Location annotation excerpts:
+-------+

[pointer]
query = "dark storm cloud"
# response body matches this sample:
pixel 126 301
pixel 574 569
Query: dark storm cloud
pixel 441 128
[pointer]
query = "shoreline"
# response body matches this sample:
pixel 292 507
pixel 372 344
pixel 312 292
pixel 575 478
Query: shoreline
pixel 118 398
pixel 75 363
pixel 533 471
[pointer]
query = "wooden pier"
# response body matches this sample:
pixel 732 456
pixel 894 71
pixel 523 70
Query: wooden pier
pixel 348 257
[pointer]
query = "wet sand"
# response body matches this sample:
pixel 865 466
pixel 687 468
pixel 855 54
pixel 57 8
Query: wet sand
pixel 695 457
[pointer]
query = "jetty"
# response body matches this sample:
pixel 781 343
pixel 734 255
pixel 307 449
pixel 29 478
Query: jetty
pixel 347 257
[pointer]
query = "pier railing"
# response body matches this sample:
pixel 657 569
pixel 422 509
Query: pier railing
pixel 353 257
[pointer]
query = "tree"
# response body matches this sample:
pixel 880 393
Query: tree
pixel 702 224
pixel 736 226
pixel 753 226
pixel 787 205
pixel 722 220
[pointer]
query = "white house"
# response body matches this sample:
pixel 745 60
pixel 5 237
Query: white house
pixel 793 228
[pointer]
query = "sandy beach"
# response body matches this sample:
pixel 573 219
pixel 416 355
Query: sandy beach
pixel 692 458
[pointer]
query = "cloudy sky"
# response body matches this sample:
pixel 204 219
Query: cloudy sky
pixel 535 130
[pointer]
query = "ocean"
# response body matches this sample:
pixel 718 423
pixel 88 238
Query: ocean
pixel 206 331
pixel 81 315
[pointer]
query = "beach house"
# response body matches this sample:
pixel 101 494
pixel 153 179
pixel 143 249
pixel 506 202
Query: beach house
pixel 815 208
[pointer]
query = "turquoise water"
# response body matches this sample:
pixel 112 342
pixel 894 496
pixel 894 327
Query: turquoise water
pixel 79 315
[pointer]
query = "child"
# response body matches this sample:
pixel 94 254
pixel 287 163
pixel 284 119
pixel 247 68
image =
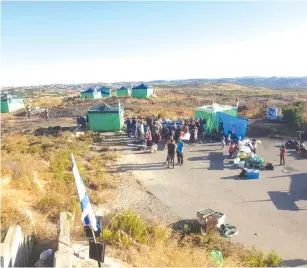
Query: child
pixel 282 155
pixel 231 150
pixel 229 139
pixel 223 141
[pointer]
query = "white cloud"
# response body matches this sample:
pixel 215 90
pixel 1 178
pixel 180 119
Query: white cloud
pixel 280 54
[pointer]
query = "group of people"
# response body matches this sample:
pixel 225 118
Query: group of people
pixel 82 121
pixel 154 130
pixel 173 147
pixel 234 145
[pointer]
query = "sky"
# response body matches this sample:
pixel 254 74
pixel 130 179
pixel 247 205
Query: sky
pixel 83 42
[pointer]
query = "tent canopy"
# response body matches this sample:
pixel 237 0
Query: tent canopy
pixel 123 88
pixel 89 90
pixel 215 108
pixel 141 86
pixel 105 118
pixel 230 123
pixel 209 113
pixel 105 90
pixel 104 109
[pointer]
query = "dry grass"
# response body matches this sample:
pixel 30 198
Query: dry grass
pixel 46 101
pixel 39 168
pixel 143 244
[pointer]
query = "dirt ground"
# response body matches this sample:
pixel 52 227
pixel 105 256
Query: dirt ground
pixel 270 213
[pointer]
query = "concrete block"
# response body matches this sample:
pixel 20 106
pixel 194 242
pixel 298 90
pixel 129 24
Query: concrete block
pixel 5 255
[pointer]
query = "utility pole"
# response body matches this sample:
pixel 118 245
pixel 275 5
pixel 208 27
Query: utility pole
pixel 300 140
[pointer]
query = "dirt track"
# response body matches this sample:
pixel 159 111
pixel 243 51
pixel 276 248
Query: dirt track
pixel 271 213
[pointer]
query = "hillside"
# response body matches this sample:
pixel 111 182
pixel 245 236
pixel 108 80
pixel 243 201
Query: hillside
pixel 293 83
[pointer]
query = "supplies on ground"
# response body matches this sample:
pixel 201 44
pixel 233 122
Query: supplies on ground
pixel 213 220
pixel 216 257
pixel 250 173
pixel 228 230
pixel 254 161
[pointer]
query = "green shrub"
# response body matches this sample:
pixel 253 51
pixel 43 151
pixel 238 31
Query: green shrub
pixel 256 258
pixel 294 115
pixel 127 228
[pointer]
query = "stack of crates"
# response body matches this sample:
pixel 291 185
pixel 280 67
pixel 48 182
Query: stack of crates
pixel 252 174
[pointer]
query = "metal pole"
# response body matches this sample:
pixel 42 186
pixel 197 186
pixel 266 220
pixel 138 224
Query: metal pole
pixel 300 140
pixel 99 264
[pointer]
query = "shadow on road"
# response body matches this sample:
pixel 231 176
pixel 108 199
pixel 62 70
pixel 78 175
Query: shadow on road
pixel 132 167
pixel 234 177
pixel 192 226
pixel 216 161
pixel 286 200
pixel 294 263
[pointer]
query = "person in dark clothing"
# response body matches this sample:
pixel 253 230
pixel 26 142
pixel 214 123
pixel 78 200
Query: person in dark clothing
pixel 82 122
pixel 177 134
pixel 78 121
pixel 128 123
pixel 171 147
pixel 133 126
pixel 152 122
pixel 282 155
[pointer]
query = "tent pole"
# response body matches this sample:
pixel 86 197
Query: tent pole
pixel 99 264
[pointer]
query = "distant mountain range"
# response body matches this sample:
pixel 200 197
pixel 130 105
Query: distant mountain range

+-------+

* [TASK BRIEF] Please copy the records word for word, starting at their first line and ending with the line that contains "pixel 353 257", that line included.

* [CORRECT RESULT]
[pointer]
query = "dark storm cloud"
# response body matches this sample:
pixel 126 301
pixel 574 569
Query: dark storm cloud
pixel 441 128
[pointer]
query = "shoreline"
# response body matches this sample:
pixel 292 507
pixel 372 344
pixel 312 292
pixel 575 478
Query: shoreline
pixel 118 398
pixel 75 363
pixel 533 471
[pointer]
query = "wooden pier"
# response body matches this sample:
pixel 732 456
pixel 894 71
pixel 523 70
Query: wooden pier
pixel 348 257
[pointer]
query = "wet sand"
# response body matches this sample:
pixel 865 466
pixel 687 468
pixel 855 54
pixel 57 8
Query: wet sand
pixel 695 457
[pointer]
query = "jetty"
# response body matches this sample:
pixel 781 343
pixel 734 255
pixel 307 449
pixel 29 478
Query: jetty
pixel 347 257
[pointer]
query = "pier railing"
# response body matches this sample:
pixel 657 569
pixel 422 509
Query: pier railing
pixel 353 257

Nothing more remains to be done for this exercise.